To do:
• 1. Reproduce the dog-grooming forum thread word for word, from "Guess who just" to "vibes your way!!", inclusive.
• 2. Resume the dog-grooming forum thread, adding what comes after its last sentence.

═════ Document text ═════

I feel a little better doing the bangs but trying to get the legs and body even:frusty:


----------



## Lina

Marj, I think Sammy and Ricky look wonderful!


----------



## marjrc

Awww, you guys are sweet! :redface: Thank you.

I enjoy cutting, so it can be dangerous because once I get started, I want to cut more and more and MORE! :suspicious: I am a little more careful with Sammy because his hair does not grow at all quickly so if I make a mistake, it's one we have to live with for many months. lol Ricky's hair grows so quickly, that any error hardly shows a couple of weeks later. Makes it easy to just go at it and give it my best shot. :biggrin1:

I had to use the noose on the grooming table for Sammy as he did not want to stand straight at all and kept hunching his back. I couldnt' see what I was doing so at one point, I got my daughter involved and that helped. I just stepped back once in a while and trimmed slowly. The first time I ever trimmed his leg hairs, I made him look like a scrawny chicken. He already has skinny legs so it was not at all attractive and it took 6 months to finally look 'normal' and that is HIS normal, not the normal poofy leg hair of other Havs. I don't trim those legs much anymore. Live and learn!


----------



## whitBmom

Marj, Ricky and Sammy look great! You really cut like a Pro. I like to avoid doing it as I am always afraid that I will 'botch' Oreo's coat in some way. I LOVE Sammy's expression too - what a cutie pie!! Oh and Ricky's coat is so shiny - very healthy.


----------



## Leeann

Guess who just got scheduled for a puppy cut on Wednesday... I am scared to death.


----------



## Jane

Take some BEFORE photos, Leanne!!!! 

Sending good haircutting vibes your way!!


----------



## Havtahava

Ditto to what Jane said.

You sound nervous, Leeann. That makes me nervous for you. Is this a first time cut?


----------



## Leeann

This is a first cut for me I guess that's why I am very nervous, but I know it has to be done. I am only doing Riley, his coat has gotten so uneven from all the playing. Monte loves to grab hold of it LOL. He seems to be matting more with the different lengths so I am hoping to just even him up a bit. I have had thoughts of doing this for agility anyways so I guess we might as well get it over with.


----------



## maryam187

Oh Leeann :hug: For one second I thought you meant Monte  Poor Riley, but he has so much hair, I bet it won't even be obvious that he's had a cut. I can't wait to hear how much weight he looses after his cut. He's going to be one sexy agility Hav! Keeping my fingers crossed for sweet Riley.


----------



## Lina

Oh Leeann, I'm sure that Riley will do just fine and will look just as handsome as ever in his new 'do! Don't worry about it too much, he'll be fine.


----------



## Leeann

Thanks guys,I think I am driving DH nuts.. He keeps telling me it will grow back if I dont like it and I keep reminding myself it will be easier to cool him down with shorter hair also, yea I'm not trying to convince myself at all LOL


----------



## maryam187

Leeann, I can TOTALLY feel your pain. I couldn't sleep all night long before Pablo's neuter just because I was so terrified that they would shave his paw visibly. Now the whole body getting cut  Is it a groomer that really understands what you expect? I sure hope so...

═════ Given data ═════

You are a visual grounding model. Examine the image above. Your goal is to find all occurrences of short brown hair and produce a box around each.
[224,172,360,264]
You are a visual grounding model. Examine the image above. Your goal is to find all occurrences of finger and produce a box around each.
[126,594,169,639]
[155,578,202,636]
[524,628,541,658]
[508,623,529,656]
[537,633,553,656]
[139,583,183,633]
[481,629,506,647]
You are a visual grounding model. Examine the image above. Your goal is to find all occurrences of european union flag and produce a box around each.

═════

Results:
• 1.
Guess who just got scheduled for a puppy cut on Wednesday... I am scared to death.


----------



## Jane

Take some BEFORE photos, Leanne!!!! 

Sending good haircutting vibes your way!!

• 2.
----------



## Missy

Oh Leeann, :hug: I just pm'd you too. But Riley will look adorable. You will really feel like you have a puppy again. And it is so fun to watch it grow again. 
I bet you see a lot more color when you cut him down a bit. I will be thinking of you both on Wednesday.


----------



## Brady's mom

Leeann,
I am sure that Riley will look great. It sounds like you and him will feel better once it is over. I would just be very specific with the groomer and make sure that she understands what you want.


----------



## marjrc

Thank you, Helen. 

Leeann, no worries. Think positive!!


----------



## good buddy

Leeann, I'm sure I would be nervous too but it will grow out IF you don't love it! I can't wait to see how cute he looks!


----------



## marjrc

Bumping..... 'tis the season for shorter cuts ! Here's Ricky a week or two after I trimmed him.


----------



## JanB

Marj, Ricky is adorable!!!! His face looks like a sweet little puppy. I wish I lived closer so I could bring Tessa over for a trim! lol. You do such a fabulous job! 

Tessa's looking so unkempt with the 2 of them playing all day long. And with agility, peeing on her leg, and butt and foot baths she's turning into a full time job. UGH.


----------



## luv3havs

Marj,
I love that puppy cut on Ricky. You are so talented.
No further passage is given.